━━━━━ EXERCISE INPUT ━━━━━
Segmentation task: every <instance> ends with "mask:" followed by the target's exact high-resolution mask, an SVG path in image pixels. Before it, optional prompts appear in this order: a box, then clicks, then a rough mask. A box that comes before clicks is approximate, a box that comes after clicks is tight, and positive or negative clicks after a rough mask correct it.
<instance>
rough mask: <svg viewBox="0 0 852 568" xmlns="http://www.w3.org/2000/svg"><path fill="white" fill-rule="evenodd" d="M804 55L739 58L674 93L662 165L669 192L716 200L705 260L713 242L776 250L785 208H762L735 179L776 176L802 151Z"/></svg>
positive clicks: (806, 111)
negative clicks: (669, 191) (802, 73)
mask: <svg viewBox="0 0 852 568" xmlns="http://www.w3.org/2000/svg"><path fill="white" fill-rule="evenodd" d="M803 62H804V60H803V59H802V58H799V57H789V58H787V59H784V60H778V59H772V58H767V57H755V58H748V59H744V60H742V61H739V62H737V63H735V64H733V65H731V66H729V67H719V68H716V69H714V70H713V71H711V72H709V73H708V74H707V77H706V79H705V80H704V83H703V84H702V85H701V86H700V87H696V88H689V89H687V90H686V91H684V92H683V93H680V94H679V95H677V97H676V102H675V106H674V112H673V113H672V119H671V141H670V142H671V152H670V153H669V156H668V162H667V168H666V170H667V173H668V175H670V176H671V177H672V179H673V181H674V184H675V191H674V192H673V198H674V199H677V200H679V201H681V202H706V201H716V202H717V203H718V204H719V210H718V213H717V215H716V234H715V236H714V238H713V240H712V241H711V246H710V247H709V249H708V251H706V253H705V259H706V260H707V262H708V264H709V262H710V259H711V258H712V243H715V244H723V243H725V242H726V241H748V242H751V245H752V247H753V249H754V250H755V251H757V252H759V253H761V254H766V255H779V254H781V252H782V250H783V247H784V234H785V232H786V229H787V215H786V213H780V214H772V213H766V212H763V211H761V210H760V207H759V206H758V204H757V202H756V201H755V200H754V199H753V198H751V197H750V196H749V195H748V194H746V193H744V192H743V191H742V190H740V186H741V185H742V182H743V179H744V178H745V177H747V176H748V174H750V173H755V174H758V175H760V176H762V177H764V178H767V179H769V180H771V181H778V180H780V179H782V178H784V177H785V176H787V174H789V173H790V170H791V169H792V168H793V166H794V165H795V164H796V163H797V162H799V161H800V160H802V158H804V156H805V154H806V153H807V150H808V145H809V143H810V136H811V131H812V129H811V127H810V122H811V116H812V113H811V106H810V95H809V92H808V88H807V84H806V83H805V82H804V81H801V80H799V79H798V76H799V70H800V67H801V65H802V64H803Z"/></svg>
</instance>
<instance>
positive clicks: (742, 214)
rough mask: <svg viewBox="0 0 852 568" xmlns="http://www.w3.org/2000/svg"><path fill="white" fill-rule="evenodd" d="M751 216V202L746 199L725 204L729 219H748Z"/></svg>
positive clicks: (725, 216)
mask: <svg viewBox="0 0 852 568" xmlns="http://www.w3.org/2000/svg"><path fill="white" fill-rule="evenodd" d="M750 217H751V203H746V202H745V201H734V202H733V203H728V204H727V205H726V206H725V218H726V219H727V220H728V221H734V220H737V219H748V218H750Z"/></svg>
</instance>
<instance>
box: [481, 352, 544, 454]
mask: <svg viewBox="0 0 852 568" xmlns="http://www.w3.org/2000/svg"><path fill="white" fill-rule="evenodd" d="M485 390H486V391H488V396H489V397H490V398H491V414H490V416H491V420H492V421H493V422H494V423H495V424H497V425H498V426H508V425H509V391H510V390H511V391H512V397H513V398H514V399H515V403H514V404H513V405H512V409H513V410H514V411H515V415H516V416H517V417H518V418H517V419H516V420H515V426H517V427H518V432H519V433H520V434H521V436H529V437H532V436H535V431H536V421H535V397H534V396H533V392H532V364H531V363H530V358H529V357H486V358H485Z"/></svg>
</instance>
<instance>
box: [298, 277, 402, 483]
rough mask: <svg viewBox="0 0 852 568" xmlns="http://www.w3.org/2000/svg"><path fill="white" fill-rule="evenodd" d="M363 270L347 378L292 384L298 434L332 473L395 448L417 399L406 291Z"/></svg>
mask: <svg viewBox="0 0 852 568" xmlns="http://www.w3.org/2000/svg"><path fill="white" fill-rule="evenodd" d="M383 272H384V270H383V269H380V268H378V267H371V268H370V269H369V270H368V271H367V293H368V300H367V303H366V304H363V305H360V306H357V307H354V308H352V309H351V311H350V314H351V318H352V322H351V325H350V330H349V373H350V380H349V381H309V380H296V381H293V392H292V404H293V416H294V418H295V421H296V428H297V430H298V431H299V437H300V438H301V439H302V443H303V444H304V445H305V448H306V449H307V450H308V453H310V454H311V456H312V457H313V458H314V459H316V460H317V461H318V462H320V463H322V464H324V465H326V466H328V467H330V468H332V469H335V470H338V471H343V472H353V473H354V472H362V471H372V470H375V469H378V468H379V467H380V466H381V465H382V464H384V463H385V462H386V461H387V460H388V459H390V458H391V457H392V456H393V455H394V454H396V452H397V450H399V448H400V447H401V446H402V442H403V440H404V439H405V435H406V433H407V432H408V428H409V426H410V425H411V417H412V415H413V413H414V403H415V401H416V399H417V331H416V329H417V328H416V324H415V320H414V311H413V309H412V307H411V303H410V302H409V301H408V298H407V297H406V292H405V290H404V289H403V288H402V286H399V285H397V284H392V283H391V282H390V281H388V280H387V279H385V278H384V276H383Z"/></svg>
━━━━━
▶ _ACTIVITY_
Write down all of the listing exactly.

▶ _RESPONSE FOR THIS EXERCISE_
Segmentation task: every <instance> ends with "mask:" followed by the target's exact high-resolution mask, an SVG path in image pixels. Before it, optional prompts appear in this order: a box, then clicks, then a rough mask. A box that comes before clicks is approximate, a box that comes after clicks is tight, and positive or negative clicks after a rough mask correct it.
<instance>
rough mask: <svg viewBox="0 0 852 568" xmlns="http://www.w3.org/2000/svg"><path fill="white" fill-rule="evenodd" d="M804 55L739 58L674 93L662 165L669 192L716 200L705 260L713 242L776 250L785 208H762L735 179L776 176L802 151Z"/></svg>
positive clicks: (806, 111)
negative clicks: (669, 191) (802, 73)
mask: <svg viewBox="0 0 852 568" xmlns="http://www.w3.org/2000/svg"><path fill="white" fill-rule="evenodd" d="M803 62H804V60H803V59H802V58H799V57H789V58H787V59H784V60H778V59H772V58H767V57H755V58H748V59H744V60H742V61H739V62H737V63H735V64H733V65H731V66H729V67H719V68H716V69H714V70H713V71H711V72H709V73H708V74H707V77H706V79H705V80H704V83H703V84H702V85H701V86H700V87H696V88H689V89H687V90H686V91H684V92H683V93H680V94H679V95H677V97H676V102H675V106H674V112H673V113H672V119H671V141H670V142H671V152H670V153H669V156H668V162H667V168H666V170H667V173H668V175H670V176H671V177H672V179H673V181H674V184H675V191H674V192H673V198H674V199H677V200H679V201H681V202H706V201H716V202H717V203H718V204H719V210H718V213H717V215H716V234H715V236H714V238H713V240H712V241H711V246H710V247H709V249H708V251H706V253H705V259H706V260H707V262H708V264H709V262H710V259H711V258H712V243H715V244H723V243H725V242H726V241H748V242H751V245H752V247H753V249H754V250H755V251H757V252H759V253H761V254H766V255H779V254H781V252H782V250H783V247H784V234H785V232H786V229H787V215H786V213H780V214H772V213H766V212H763V211H761V210H760V207H759V206H758V204H757V202H756V201H755V200H754V199H753V198H751V197H750V196H749V195H748V194H746V193H744V192H743V191H742V190H740V186H741V185H742V182H743V179H744V178H745V177H747V176H748V174H750V173H755V174H758V175H760V176H762V177H764V178H767V179H769V180H771V181H778V180H780V179H782V178H784V177H785V176H787V174H789V173H790V170H791V169H792V168H793V166H794V165H795V164H796V163H797V162H799V161H800V160H802V158H804V156H805V154H806V153H807V150H808V145H809V143H810V136H811V131H812V129H811V127H810V122H811V116H812V113H811V106H810V95H809V92H808V88H807V84H806V83H805V82H804V81H801V80H799V79H798V76H799V70H800V67H801V65H802V64H803Z"/></svg>
</instance>
<instance>
positive clicks: (742, 214)
rough mask: <svg viewBox="0 0 852 568" xmlns="http://www.w3.org/2000/svg"><path fill="white" fill-rule="evenodd" d="M751 216V202L746 199L725 204L729 219H748Z"/></svg>
positive clicks: (725, 216)
mask: <svg viewBox="0 0 852 568" xmlns="http://www.w3.org/2000/svg"><path fill="white" fill-rule="evenodd" d="M750 217H751V203H746V202H745V201H734V202H733V203H728V204H727V205H726V206H725V218H726V219H727V220H728V221H734V220H737V219H748V218H750Z"/></svg>
</instance>
<instance>
box: [481, 352, 544, 454]
mask: <svg viewBox="0 0 852 568" xmlns="http://www.w3.org/2000/svg"><path fill="white" fill-rule="evenodd" d="M485 390H486V391H488V396H489V397H490V398H491V414H490V416H491V420H492V421H493V422H494V423H495V424H497V425H498V426H508V425H509V391H510V390H511V391H512V397H513V398H514V399H515V403H514V404H513V405H512V409H513V410H514V411H515V415H516V416H517V417H518V418H517V419H516V420H515V426H517V427H518V432H519V433H520V434H521V436H529V437H532V436H535V431H536V421H535V397H534V396H533V392H532V364H531V363H530V358H529V357H486V358H485Z"/></svg>
</instance>
<instance>
box: [298, 277, 402, 483]
rough mask: <svg viewBox="0 0 852 568" xmlns="http://www.w3.org/2000/svg"><path fill="white" fill-rule="evenodd" d="M363 270L347 378L292 384L298 434L332 473L395 448L417 399L406 291Z"/></svg>
mask: <svg viewBox="0 0 852 568" xmlns="http://www.w3.org/2000/svg"><path fill="white" fill-rule="evenodd" d="M383 272H384V270H383V269H380V268H378V267H371V268H370V269H369V270H368V271H367V293H368V300H367V303H366V304H363V305H360V306H357V307H354V308H352V309H351V311H350V314H351V318H352V322H351V325H350V330H349V373H350V380H349V381H309V380H296V381H293V392H292V404H293V416H294V418H295V421H296V428H297V430H298V431H299V437H300V438H301V439H302V443H303V444H304V445H305V448H306V449H307V450H308V453H310V454H311V456H312V457H313V458H314V459H316V460H317V461H318V462H320V463H322V464H324V465H326V466H328V467H330V468H332V469H335V470H338V471H343V472H353V473H354V472H362V471H372V470H375V469H378V468H379V467H380V466H381V465H382V464H384V463H385V462H386V461H387V460H388V459H390V458H391V457H392V456H393V455H394V454H396V452H397V450H399V448H400V447H401V446H402V442H403V440H404V439H405V435H406V433H407V432H408V428H409V426H410V425H411V417H412V415H413V413H414V403H415V401H416V399H417V331H416V329H417V328H416V324H415V320H414V311H413V309H412V307H411V303H410V302H409V301H408V298H407V297H406V292H405V290H404V289H403V288H402V286H399V285H397V284H392V283H391V282H390V281H388V280H387V279H385V278H384V276H383Z"/></svg>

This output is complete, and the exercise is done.